[Labeled shape records]

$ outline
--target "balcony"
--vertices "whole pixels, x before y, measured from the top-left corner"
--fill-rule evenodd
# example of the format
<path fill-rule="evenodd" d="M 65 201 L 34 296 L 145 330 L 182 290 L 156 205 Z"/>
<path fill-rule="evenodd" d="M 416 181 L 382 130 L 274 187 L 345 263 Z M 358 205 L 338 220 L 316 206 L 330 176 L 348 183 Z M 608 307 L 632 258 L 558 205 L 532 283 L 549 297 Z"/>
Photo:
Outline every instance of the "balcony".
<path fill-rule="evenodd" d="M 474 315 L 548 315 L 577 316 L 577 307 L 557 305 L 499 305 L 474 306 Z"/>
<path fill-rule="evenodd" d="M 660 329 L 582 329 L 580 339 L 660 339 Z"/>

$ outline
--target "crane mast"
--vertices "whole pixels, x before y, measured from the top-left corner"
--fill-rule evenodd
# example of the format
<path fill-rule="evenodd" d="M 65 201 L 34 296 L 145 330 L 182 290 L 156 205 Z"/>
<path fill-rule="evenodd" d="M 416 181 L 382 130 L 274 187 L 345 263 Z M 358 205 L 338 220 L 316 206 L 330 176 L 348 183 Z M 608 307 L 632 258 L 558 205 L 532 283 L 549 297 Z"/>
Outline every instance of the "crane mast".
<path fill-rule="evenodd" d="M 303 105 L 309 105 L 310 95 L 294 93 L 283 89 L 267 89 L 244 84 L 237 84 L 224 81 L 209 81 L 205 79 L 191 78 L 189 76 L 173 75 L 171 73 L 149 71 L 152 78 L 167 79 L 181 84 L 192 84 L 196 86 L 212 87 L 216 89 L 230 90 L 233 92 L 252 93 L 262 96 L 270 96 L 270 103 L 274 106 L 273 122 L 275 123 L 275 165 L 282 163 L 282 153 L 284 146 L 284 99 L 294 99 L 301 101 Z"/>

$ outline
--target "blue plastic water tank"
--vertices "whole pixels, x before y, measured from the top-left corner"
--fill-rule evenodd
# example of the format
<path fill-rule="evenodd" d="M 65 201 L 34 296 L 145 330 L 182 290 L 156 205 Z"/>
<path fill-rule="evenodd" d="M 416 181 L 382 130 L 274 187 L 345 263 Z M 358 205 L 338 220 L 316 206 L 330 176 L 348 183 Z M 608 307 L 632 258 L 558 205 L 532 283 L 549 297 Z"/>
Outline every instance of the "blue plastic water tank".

• [Set task]
Could you write out again everything from the start of the records up to and including the line with "474 315 L 548", requests included? Resize the coordinates in the answers by multiplying each one by 0.8 and rounding to whole numbers, halves up, and leave the requests and their format samples unchanged.

• [The result]
$ outline
--target "balcony"
--vertices "whole pixels, x before y, measured from the top-left corner"
--fill-rule evenodd
# example of the format
<path fill-rule="evenodd" d="M 65 201 L 34 296 L 145 330 L 182 290 L 156 205 Z"/>
<path fill-rule="evenodd" d="M 416 181 L 382 130 L 274 187 L 345 263 Z M 358 205 L 338 220 L 316 206 L 330 176 L 348 183 Z M 608 307 L 632 258 L 558 205 L 532 283 L 549 297 Z"/>
Photo:
Outline every instance of the "balcony".
<path fill-rule="evenodd" d="M 379 252 L 438 252 L 462 253 L 462 246 L 446 244 L 399 244 L 379 245 Z"/>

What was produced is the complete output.